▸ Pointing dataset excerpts
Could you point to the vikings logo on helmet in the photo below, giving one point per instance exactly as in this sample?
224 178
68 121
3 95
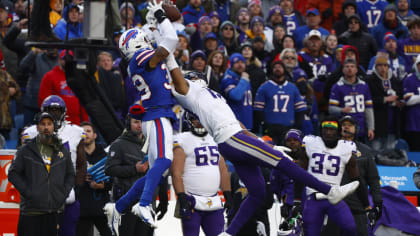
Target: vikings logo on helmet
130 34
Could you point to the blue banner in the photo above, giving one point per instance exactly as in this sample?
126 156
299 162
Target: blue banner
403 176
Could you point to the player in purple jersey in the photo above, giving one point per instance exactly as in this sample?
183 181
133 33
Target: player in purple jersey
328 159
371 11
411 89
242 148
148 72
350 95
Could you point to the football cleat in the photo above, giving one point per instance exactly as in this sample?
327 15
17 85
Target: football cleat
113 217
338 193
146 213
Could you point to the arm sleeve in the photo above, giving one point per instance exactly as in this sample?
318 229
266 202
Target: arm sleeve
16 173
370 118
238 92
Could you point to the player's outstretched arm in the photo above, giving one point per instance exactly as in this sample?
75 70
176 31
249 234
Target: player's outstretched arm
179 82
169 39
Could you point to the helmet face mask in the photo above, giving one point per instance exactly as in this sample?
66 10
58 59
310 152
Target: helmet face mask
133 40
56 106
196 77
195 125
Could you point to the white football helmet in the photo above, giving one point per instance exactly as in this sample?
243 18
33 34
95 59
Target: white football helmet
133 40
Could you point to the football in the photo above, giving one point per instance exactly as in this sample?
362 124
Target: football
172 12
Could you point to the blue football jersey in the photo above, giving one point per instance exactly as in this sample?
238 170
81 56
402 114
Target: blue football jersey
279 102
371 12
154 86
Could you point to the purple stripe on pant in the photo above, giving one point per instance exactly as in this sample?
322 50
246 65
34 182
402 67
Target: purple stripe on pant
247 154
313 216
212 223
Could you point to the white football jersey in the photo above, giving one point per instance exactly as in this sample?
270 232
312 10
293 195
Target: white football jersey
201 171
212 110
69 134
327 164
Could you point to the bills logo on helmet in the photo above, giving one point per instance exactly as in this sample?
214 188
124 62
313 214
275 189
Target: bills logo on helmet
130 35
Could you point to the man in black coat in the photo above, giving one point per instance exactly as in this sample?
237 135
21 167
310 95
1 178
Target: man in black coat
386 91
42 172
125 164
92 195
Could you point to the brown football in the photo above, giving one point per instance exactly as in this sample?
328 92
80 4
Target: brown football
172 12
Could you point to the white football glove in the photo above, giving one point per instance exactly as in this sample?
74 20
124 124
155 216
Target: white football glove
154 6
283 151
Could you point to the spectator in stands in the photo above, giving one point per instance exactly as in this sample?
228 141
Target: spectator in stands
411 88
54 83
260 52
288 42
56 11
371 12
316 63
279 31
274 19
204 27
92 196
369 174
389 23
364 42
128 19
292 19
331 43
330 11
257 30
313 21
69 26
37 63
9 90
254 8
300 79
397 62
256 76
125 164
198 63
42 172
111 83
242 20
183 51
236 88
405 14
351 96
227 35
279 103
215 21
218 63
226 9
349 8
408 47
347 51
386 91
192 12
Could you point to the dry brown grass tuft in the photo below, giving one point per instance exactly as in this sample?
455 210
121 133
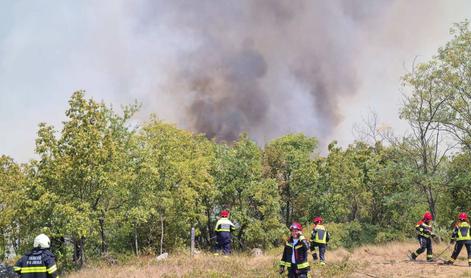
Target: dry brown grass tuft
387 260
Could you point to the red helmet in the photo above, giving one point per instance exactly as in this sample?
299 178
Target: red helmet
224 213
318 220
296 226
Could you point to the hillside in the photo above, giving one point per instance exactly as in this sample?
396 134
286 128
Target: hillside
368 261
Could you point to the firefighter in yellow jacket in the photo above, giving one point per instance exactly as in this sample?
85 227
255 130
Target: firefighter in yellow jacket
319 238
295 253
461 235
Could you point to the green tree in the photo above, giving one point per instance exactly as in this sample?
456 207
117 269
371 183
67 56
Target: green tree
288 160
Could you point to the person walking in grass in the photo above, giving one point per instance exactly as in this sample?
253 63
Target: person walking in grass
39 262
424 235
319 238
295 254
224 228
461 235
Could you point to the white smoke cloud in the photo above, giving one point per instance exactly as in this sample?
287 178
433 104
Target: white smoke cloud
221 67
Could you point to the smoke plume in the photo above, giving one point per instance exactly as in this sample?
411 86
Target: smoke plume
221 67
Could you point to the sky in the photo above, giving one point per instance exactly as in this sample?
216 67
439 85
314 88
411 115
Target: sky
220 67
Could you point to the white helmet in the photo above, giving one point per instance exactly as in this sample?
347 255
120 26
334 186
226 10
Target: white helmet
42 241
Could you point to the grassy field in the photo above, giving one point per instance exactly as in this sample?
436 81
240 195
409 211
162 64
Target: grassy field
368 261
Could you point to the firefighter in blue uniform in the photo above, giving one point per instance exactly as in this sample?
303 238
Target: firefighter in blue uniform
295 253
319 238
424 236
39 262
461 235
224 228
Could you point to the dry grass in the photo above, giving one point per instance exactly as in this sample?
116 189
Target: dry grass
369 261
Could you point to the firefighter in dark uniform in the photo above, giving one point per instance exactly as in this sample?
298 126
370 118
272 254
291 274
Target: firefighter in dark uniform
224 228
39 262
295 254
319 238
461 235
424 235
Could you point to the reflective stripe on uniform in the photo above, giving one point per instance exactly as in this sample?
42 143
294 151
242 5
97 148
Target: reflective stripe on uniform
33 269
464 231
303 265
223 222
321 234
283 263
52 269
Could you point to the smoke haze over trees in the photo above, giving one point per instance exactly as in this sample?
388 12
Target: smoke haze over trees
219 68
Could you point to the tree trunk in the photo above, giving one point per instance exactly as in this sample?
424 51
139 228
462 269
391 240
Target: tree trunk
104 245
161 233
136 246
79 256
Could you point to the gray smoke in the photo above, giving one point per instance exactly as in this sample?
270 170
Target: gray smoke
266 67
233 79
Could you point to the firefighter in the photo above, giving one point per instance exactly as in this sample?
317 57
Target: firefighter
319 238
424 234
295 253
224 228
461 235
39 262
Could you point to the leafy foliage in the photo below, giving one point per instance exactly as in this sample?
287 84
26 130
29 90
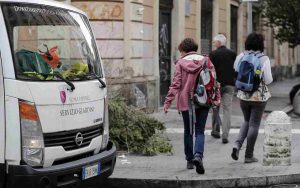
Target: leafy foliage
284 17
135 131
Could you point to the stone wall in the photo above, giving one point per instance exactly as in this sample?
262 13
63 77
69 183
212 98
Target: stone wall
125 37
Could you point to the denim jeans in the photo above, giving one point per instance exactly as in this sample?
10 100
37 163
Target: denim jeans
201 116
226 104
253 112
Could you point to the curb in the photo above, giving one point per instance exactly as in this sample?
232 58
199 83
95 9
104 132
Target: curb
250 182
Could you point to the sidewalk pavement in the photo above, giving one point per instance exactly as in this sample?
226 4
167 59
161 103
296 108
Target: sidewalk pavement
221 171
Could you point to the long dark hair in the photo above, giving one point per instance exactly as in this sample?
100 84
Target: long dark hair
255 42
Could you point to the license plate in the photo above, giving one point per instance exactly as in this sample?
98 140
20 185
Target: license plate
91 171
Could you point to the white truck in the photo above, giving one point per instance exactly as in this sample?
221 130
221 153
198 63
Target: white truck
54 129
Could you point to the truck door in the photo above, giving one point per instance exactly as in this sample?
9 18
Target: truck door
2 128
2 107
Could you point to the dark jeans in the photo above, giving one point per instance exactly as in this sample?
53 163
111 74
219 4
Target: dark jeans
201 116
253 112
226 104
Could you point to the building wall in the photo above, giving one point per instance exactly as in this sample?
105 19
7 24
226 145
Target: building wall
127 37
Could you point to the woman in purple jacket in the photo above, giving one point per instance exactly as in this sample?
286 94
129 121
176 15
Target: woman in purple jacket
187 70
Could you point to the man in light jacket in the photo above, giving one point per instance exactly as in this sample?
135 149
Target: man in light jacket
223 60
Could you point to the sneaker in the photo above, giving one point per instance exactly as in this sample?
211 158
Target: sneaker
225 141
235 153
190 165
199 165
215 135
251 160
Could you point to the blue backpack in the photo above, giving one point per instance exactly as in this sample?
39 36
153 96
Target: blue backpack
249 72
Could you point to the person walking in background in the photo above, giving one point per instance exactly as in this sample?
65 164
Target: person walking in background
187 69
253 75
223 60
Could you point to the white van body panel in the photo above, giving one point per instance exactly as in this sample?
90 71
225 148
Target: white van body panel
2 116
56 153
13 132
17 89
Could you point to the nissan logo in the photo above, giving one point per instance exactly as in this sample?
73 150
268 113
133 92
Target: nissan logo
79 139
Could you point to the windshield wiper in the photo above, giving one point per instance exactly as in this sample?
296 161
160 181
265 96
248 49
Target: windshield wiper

▸ Do this
Quote the lines of the listing above that run from the line with "Could you point to the man in light" through its last line, both included, and nothing else.

▸ Result of this exercise
Could you point to the man in light jacket in the photo above, giving one point per instance exactly as in this sample?
135 149
Target: man in light jacket
223 60
Could you point to the sneaker in the photo above, giving one point per instance exactly as in this sample?
211 158
Target: sneaker
225 141
235 153
190 165
199 165
215 135
251 160
Could you point to the blue backpack in the photo above, giving one point per instance exactly as in this sample?
39 36
153 96
Target: blue backpack
249 72
Could you point to the person walking in background in the photo above, giving one point per instance exactly as in this sample?
65 164
Target: person walking in background
187 69
253 75
223 60
Could you point to the white van body panel in the photo above, giving one point per instance exactly as in this sample?
90 71
225 148
Target: white van body panel
2 116
56 153
13 132
17 89
Could you point to the nissan logo in the photo above, giving one point per instance exactly as in this sample?
73 150
268 113
133 92
Target: nissan logo
79 139
Could you point to the windshield wiper in the photo above, giving one point per instance exactly as in this sample?
296 161
160 181
265 96
248 49
Target: windshield wiper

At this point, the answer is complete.